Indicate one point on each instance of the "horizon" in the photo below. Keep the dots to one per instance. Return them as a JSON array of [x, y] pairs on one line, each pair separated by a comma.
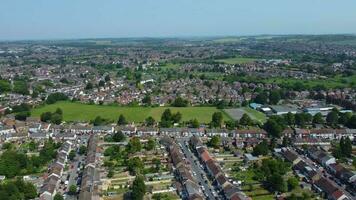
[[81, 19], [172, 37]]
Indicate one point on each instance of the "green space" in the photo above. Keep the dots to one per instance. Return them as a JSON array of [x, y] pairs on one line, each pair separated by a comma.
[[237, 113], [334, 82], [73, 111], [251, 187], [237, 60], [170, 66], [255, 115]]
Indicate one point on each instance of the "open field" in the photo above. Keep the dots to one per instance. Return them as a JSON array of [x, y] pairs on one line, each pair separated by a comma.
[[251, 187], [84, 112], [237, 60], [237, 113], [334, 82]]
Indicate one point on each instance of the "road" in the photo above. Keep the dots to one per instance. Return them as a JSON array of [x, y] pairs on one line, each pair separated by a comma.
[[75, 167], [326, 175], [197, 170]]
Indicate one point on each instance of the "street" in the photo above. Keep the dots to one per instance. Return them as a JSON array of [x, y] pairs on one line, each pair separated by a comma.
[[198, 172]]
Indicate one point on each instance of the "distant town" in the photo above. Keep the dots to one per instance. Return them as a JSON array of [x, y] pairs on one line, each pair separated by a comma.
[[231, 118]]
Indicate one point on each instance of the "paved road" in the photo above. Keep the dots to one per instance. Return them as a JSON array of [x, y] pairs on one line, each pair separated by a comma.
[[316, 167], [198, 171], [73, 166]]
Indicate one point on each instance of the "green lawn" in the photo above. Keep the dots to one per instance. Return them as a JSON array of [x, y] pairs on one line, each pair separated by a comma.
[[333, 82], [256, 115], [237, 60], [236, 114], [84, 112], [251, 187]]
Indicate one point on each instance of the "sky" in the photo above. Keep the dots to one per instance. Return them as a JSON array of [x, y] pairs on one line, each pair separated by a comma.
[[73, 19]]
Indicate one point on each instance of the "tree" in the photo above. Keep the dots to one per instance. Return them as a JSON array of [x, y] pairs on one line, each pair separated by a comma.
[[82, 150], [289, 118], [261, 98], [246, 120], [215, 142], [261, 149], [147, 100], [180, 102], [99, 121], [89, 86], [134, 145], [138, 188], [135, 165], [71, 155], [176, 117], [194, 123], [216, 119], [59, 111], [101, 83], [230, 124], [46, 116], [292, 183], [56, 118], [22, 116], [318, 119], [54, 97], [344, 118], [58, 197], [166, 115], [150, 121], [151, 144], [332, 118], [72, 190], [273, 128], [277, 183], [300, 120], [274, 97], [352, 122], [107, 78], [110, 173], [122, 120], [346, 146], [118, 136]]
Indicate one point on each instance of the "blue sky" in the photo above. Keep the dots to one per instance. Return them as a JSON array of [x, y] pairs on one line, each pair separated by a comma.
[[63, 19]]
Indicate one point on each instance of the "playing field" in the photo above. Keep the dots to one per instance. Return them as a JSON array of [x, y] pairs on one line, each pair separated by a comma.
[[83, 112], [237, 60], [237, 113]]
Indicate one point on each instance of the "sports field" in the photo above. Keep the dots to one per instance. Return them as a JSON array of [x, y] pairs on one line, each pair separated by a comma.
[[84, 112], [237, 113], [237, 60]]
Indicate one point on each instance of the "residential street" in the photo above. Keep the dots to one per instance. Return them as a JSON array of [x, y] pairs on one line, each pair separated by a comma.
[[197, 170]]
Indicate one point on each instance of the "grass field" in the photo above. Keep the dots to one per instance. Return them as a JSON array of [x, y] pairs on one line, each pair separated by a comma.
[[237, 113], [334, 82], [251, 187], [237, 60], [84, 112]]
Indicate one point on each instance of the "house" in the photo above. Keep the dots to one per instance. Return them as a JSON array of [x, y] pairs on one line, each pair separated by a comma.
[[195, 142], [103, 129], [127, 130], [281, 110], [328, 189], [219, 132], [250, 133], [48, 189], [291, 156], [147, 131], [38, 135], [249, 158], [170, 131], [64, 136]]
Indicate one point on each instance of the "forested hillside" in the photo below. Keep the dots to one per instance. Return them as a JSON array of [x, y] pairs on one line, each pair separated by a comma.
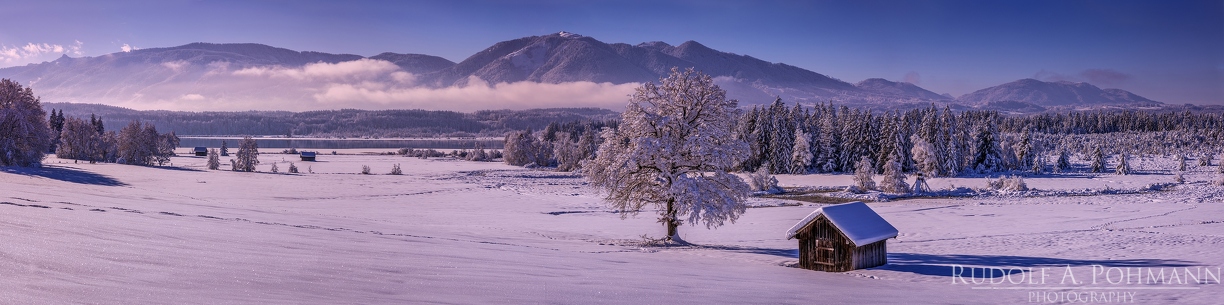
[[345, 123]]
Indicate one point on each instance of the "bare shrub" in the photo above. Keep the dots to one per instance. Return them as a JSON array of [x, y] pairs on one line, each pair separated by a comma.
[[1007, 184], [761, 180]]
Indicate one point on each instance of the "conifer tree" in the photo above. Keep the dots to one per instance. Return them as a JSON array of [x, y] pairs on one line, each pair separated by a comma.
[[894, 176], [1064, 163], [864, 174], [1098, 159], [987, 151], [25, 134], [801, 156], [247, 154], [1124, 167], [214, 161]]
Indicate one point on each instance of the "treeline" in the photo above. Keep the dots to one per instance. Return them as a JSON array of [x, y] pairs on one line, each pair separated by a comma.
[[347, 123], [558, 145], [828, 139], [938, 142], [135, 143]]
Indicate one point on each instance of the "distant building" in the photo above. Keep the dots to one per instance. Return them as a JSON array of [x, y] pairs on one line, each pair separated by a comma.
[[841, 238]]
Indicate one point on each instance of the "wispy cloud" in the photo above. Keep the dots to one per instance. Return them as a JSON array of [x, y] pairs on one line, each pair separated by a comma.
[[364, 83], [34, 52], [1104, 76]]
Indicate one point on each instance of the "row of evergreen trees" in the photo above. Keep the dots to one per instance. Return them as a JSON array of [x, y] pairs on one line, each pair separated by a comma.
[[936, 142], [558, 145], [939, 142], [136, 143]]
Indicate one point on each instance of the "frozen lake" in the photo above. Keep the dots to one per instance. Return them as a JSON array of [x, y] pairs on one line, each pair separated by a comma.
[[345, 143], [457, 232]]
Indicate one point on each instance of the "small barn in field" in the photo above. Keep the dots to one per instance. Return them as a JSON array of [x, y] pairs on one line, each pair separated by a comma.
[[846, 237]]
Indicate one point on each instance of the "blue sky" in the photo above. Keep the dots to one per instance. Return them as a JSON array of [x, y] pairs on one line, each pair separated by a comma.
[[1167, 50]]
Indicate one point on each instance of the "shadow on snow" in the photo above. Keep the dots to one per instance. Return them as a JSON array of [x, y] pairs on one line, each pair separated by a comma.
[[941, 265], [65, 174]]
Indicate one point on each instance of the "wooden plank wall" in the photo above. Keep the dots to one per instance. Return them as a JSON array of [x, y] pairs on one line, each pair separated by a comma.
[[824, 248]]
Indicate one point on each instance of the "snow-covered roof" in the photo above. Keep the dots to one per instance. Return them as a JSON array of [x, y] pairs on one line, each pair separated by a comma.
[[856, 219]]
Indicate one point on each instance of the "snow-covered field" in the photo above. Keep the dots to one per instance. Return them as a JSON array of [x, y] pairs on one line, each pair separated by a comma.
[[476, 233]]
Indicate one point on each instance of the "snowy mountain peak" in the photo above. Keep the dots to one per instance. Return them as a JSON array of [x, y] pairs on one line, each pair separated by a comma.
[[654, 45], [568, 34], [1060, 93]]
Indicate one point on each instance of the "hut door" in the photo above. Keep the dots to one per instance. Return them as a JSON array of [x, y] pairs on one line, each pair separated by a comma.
★ ★ ★
Rewrite all the items above, replacing "dots" with "marks" wherever it occurs and changing nothing else. Leave the pictures out.

Indicate one point on each instance of the "horizon" in the photo below. Keep the marks to one per instance. Return them as a JSON array of [x, y] pairs on one line, each pair separated by a comma.
[[81, 19], [172, 37]]
Indicate one point on each instance of the "green space" in the photo above. Keep the marks to one per instance. Return them as a JSON array of [x, y] pairs on one line, each pair separated by a comma.
[[237, 113], [334, 82], [73, 111], [251, 187], [237, 60], [170, 66], [255, 115]]
Indicate one point on each instance of the "open field" in the photo above. Keep the marks to one per instance. Return them as a JSON array of [x, y] pairs on one line, each pair separated by a comma.
[[251, 187], [84, 112], [237, 60], [237, 113], [334, 82]]
Indicate one point on each instance of the "road" in the photo above. Keep the marks to one per instance. Return them as a JSON array of [x, y] pairs on one line, each pair separated by a comma.
[[75, 167], [326, 175], [197, 170]]
Indicate one point on each instance of the "street" in the photo above. Keep the marks to one per instance. Return them as a JSON array of [x, y] pairs on one line, each pair separated by a comma.
[[198, 172]]
Indicate one point on each instance of the "distant town" in the photo above. Keep the marks to one per instance. Return them as a JSON array of [x, y] pairs on one line, each pair separated by a comma.
[[231, 118]]
Indicate one point on each instance of the "paved road" in the photo above. Keep the marks to one per instance. Return them as a JSON array of [x, y] pairs on one line, each pair separated by a comma.
[[316, 167], [198, 171], [73, 166]]
Indicate one point on each instance of the "green lawn" in the photo above. Keep the marks to one per instance. Return them as a JSON array of [x, y] pairs on one line, each pair separated by a comma.
[[333, 82], [256, 115], [237, 60], [236, 114], [84, 112], [251, 187]]
Indicate one point on each instance of the "sky" in the photo above. Keep the marks to one per instance. Return them as a JSON array of [x, y] pairs on one line, each pair separated by a comma.
[[73, 19]]
Indicate one point on each instance of the "tree" in the photo above. Keep the marks to one per instance. Return them as a JSON array of [x, y] pairs on one line, each pair separated by a comma.
[[82, 150], [289, 118], [261, 98], [246, 120], [215, 142], [261, 149], [147, 100], [180, 102], [99, 121], [89, 86], [134, 145], [138, 188], [135, 165], [71, 155], [176, 117], [194, 123], [216, 119], [59, 111], [101, 83], [230, 124], [46, 116], [292, 183], [56, 118], [22, 116], [318, 119], [54, 97], [344, 118], [58, 197], [166, 115], [150, 121], [151, 144], [332, 118], [72, 190], [273, 128], [277, 183], [300, 120], [274, 97], [352, 122], [107, 78], [110, 173], [122, 120], [346, 146], [118, 136]]
Indicate one point on each instance of the "blue sky" in the photo above. Keep the marks to one per instance. Return them as a JSON array of [x, y] pairs on one line, each pair separated by a comma.
[[63, 19]]
Indicate one point on each instance of the "playing field" in the photo above. Keep the marks to one per instance. Return them as a JSON array of [x, y] pairs on one line, each pair separated by a comma.
[[83, 112], [237, 60], [237, 113]]
Indicate one point on each instance of the "sports field" in the photo above. Keep the marks to one per instance. Return them as a JSON array of [x, y] pairs on one line, each pair separated by a comma.
[[84, 112], [237, 113], [237, 60]]
Indicate one point on each instance of the "residential street" in the photo above. Keep the marks to one per instance. Return them as a JSON array of [x, y] pairs on one line, each pair separated by a comma.
[[197, 170]]
Indicate one point on each instance of the "grass field" in the photo above. Keep the marks to one per instance. Return them as a JSON array of [x, y] pairs on one line, each pair separated by a comma.
[[237, 113], [334, 82], [251, 187], [237, 60], [84, 112]]
Indicate one point on each instance of the "house" in the photo above. Keep the marks to one per instance. Return them as a JSON array of [x, y] pairs on one line, each pair separated by a comma.
[[195, 142], [103, 129], [127, 130], [281, 110], [328, 189], [219, 132], [250, 133], [48, 189], [291, 156], [147, 131], [38, 135], [249, 158], [170, 131], [64, 136]]
Indicate one point on each instance of the "forested hillside" in the photo below. Keep the marks to one per instance. Return them as a JSON array of [x, y] pairs on one line, each pair separated by a comma.
[[345, 123]]
Indicate one point on each instance of the "bare shrub" in the photo above. Keep the marks to one per instance. Return them as a JSON array of [x, y] pairs on one line, each pair separated by a comma.
[[1007, 184], [761, 180]]
Indicate one point on each instance of the "conifer tree" in the photo above. Keep the marks to one per instance. Return them as a JSON array of [x, y] pairs on one line, each pair separated by a comma.
[[894, 176], [1064, 163], [864, 174], [1098, 159], [987, 151], [25, 134], [801, 156], [247, 154], [1124, 167], [214, 161]]
Indicate one point on each instance of the "treeline" in the photo above. Keep the marks to one per instance. Return them as a JSON array of [x, y] pairs on one line, each pair separated by a comma.
[[347, 123], [558, 145], [828, 139], [938, 142], [135, 143]]
Indicate one point on each instance of the "distant building" in the photo above. Keep the marks to one per instance. Return them as a JSON array of [x, y] pairs on one line, each pair separated by a comma.
[[841, 238]]
Indicate one point on each instance of the "wispy cloud" in the photo above. Keep the marks to one per instance. Return them as a JSON array of [x, y] pairs on one line, each pair separated by a comma.
[[364, 83], [34, 52], [1104, 76]]
Indicate one point on each instance of the "row of evergreen trees" in the photo above. Keep the marks to one per instance. Return them as a JSON array of [x, y] pairs on one line, each pair separated by a comma.
[[936, 142], [558, 145], [939, 142], [136, 143]]
Indicate one point on each instance of the "frozen lake" in the photo above. Keep the marks to one per instance. Return them as a JSON array of [x, y] pairs on one line, each pair separated by a comma.
[[345, 143], [457, 232]]
Indicate one point on each instance of the "small barn in field" in the photo above. Keep the marks to one per instance. Return them as a JSON array of [x, y] pairs on one line, each pair separated by a comma.
[[846, 237]]
Indicate one point on each instance of the "blue sky" in the photo above. Keep the marks to one per instance. Return them as a JSON array of [x, y] pairs on one line, each pair separated by a comma.
[[1167, 50]]
Indicate one point on each instance of the "shadow on snow" in the photo above. Keep the marks to one per instance. Return them as a JSON array of [x, y] pairs on one line, each pair separated by a comma.
[[941, 265], [65, 174]]
Indicate one point on each instance of the "wooden plank wall" in the photo above. Keep the marks to one per instance. Return them as a JSON array of [x, y] pairs on one line, each pair separated by a comma.
[[824, 248]]
Indicate one point on each instance of the "snow-covered roof" in the photo above. Keep the marks to one per instance. Return them as a JSON array of [x, y] pairs on one line, each pair separated by a comma.
[[856, 219]]
Indicate one point on each instance of the "snow-covered field" in the photo above. Keep the marks to one per instance. Return them as a JSON array of [x, y] pairs on one line, each pair separated by a comma.
[[476, 233]]
Indicate one point on each instance of the "snowy mountain peak" in the photo above. Keep the marks to one per instance. Return them as a JSON array of [x, y] pairs on one line, each pair separated by a comma.
[[654, 45], [568, 34], [1060, 93]]
Indicate one point on each instance of the "hut door" in the photo above. Keep the marks to one per instance. Return them as a JSON array of [x, y] pairs on one line, each pair separated by a comma.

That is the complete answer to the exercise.